**TASK TO COMPLETE**
Go through the entries below and return every line that contains "draw".

Saved entries:
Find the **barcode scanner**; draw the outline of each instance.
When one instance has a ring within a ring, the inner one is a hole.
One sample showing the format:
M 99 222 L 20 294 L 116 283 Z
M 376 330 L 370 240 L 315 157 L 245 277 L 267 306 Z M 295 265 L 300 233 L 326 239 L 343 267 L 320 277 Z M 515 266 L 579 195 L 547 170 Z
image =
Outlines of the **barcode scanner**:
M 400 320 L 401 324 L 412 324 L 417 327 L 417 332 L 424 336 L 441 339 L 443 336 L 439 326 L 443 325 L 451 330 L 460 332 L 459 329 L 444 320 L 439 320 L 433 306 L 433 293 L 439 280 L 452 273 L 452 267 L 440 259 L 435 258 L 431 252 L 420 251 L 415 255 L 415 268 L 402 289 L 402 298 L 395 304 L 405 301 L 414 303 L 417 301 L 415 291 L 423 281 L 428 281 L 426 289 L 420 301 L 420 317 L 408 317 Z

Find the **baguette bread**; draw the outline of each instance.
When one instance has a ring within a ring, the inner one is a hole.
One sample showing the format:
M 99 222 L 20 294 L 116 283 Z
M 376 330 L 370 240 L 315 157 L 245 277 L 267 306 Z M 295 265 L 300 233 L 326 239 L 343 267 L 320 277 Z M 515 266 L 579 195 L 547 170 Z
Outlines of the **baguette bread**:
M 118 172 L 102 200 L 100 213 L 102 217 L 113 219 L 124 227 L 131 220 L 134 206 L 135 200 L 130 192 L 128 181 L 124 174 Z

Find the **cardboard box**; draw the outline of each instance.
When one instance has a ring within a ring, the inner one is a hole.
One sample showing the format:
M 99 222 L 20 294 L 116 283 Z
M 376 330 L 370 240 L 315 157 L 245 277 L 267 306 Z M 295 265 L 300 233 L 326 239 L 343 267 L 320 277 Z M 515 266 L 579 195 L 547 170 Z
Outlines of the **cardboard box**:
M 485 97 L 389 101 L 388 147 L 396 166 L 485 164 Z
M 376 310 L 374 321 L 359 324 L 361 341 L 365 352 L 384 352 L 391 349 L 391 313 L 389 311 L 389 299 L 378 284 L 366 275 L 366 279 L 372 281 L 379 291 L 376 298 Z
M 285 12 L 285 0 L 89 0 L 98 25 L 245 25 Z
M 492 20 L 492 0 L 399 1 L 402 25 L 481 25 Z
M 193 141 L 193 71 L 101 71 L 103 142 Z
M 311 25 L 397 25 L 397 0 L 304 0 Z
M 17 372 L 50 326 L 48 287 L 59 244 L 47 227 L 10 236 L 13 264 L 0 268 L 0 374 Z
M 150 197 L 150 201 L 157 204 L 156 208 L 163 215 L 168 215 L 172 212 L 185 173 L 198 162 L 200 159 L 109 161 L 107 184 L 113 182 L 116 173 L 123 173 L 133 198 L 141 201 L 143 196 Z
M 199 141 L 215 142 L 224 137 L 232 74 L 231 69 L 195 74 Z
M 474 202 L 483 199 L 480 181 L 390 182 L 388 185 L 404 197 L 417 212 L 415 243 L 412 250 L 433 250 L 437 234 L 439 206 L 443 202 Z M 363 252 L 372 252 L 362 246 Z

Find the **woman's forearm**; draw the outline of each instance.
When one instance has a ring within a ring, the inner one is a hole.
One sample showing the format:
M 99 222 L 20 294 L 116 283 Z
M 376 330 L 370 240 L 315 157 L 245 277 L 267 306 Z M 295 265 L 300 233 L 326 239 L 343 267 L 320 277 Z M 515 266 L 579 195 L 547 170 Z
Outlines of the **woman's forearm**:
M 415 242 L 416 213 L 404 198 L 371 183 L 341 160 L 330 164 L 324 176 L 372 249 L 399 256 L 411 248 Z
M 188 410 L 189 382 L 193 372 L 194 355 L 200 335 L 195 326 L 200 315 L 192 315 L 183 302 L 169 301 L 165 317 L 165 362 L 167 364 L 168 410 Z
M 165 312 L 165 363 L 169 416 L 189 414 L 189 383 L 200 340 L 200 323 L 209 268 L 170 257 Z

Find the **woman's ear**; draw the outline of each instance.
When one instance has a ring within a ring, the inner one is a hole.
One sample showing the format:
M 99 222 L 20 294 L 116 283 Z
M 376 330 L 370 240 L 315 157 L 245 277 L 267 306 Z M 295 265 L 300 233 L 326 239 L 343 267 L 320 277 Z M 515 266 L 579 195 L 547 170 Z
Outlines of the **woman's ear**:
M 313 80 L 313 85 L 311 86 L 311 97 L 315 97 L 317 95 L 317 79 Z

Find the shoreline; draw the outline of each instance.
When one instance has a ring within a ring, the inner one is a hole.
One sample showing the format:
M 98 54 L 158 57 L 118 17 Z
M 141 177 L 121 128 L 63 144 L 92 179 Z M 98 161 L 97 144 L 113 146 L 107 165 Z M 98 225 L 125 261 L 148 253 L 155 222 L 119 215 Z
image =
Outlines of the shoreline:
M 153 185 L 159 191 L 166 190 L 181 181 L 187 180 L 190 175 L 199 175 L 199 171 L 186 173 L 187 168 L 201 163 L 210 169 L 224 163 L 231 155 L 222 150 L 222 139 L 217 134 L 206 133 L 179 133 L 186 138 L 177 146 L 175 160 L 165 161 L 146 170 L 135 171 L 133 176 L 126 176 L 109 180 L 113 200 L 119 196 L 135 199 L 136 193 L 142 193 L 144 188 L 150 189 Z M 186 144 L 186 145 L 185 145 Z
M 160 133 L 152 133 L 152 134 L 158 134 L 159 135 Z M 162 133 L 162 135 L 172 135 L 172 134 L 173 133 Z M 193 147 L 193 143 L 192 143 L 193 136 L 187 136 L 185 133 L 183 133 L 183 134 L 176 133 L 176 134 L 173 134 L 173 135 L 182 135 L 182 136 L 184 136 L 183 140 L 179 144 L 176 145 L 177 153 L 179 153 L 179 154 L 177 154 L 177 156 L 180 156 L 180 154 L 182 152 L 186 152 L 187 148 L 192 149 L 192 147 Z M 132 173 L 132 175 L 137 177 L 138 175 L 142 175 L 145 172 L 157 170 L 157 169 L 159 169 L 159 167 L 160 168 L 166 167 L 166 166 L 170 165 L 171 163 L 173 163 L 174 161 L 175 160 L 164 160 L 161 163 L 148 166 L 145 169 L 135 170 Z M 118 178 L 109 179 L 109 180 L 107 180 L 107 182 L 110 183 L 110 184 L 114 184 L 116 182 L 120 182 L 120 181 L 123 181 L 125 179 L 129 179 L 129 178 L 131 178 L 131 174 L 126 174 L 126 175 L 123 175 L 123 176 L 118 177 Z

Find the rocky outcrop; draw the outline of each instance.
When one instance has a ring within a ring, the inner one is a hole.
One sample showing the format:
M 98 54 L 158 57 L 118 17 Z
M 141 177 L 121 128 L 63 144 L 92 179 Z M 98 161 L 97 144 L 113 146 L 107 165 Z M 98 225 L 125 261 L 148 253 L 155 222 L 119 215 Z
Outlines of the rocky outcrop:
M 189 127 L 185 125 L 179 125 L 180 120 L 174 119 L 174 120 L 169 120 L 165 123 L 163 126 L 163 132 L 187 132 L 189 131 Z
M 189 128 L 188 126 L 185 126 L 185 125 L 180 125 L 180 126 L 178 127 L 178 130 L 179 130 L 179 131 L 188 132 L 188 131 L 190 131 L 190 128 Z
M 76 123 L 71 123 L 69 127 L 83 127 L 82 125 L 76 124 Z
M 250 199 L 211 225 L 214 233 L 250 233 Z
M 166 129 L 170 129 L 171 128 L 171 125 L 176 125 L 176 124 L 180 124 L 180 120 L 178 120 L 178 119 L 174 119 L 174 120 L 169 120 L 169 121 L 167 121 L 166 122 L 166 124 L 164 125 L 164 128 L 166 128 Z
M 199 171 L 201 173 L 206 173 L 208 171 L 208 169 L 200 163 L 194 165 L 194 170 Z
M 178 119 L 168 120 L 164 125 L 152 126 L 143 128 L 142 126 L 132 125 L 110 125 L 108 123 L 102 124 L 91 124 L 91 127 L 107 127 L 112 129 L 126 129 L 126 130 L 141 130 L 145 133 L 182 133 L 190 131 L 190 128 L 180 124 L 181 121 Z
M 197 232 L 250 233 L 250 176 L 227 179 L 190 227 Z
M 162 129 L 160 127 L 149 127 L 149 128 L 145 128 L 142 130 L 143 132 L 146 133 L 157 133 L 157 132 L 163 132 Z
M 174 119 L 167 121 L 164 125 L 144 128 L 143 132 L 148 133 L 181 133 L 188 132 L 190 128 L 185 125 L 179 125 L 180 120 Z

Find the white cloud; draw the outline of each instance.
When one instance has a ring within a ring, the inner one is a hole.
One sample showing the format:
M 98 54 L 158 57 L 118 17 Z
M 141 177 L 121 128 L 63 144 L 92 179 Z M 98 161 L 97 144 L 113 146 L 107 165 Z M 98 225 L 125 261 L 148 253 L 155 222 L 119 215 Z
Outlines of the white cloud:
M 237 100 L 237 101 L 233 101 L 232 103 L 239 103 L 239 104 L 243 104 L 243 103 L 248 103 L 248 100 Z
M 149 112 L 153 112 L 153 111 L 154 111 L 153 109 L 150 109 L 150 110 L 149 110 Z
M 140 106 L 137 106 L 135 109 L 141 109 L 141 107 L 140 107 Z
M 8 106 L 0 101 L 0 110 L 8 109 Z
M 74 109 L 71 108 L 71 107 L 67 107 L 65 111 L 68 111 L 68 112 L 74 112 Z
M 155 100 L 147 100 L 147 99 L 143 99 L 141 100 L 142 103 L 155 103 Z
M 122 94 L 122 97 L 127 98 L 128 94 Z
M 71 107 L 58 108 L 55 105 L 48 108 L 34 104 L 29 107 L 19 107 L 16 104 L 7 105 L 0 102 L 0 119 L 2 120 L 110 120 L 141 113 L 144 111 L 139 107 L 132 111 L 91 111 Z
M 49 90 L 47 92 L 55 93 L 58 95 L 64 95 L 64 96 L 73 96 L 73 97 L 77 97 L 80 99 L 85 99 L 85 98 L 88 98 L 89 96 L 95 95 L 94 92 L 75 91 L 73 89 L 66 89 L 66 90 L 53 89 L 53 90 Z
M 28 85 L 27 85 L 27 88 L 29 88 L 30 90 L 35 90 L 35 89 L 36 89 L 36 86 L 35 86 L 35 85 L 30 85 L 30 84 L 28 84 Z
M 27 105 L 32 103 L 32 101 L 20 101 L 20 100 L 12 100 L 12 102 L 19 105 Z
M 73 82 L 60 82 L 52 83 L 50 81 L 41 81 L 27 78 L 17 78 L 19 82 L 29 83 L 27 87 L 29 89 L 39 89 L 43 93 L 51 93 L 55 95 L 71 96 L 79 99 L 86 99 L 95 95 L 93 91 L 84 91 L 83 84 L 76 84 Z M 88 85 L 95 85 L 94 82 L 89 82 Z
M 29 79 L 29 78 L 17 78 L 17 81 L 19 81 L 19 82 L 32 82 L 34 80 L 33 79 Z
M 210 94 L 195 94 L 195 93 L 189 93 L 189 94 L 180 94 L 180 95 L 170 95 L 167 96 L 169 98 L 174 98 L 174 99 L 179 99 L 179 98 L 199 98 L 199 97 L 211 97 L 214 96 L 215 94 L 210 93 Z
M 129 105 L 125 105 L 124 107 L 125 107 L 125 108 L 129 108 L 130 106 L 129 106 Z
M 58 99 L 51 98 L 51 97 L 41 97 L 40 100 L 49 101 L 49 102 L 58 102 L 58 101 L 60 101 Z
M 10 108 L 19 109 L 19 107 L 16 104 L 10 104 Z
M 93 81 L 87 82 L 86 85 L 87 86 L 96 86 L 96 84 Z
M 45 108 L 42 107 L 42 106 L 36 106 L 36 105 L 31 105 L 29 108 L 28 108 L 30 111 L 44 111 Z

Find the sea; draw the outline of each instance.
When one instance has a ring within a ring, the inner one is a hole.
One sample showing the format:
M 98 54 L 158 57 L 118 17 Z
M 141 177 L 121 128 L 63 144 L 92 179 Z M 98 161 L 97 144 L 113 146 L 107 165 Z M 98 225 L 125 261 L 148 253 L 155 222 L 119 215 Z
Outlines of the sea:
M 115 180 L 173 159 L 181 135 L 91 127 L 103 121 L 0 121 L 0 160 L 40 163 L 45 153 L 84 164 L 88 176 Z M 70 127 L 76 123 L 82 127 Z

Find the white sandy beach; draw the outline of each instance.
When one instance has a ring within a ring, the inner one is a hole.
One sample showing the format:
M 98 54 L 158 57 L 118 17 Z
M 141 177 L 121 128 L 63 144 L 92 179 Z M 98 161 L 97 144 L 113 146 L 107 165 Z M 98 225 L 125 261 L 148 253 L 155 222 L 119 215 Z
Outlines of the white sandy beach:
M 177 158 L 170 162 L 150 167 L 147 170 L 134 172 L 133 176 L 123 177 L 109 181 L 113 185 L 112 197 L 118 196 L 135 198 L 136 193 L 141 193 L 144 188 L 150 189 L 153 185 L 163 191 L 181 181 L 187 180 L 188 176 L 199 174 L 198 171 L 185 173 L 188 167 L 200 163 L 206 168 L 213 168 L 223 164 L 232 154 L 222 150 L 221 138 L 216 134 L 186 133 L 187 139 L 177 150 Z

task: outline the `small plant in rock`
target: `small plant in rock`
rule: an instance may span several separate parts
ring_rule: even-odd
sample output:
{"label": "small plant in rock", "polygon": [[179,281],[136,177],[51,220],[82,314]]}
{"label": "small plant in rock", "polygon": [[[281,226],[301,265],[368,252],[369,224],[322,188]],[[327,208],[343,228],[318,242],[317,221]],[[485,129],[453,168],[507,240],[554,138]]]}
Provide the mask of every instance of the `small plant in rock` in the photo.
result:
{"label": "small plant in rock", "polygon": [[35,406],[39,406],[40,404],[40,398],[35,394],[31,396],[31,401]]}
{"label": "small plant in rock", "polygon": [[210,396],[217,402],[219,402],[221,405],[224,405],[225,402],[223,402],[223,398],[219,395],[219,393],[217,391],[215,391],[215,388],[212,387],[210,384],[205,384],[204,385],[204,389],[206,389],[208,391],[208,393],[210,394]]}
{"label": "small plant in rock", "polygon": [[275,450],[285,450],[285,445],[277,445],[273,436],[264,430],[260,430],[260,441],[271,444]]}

**RESULT OF THE EXERCISE**
Find the **barcode scanner**; draw the outline of each instance.
Find the **baguette bread**; draw the outline of each instance.
Find the **cardboard box**; draw the outline of each instance.
Find the **woman's forearm**; draw the outline of each instance.
Find the **woman's ear**; draw the outline of each instance.
Find the shoreline; draw the outline of each instance.
Find the rocky outcrop; draw the outline of each instance.
Find the white cloud; draw the outline of each instance.
Find the sea; draw the outline of each instance.
Find the white sandy beach; draw the outline of each instance.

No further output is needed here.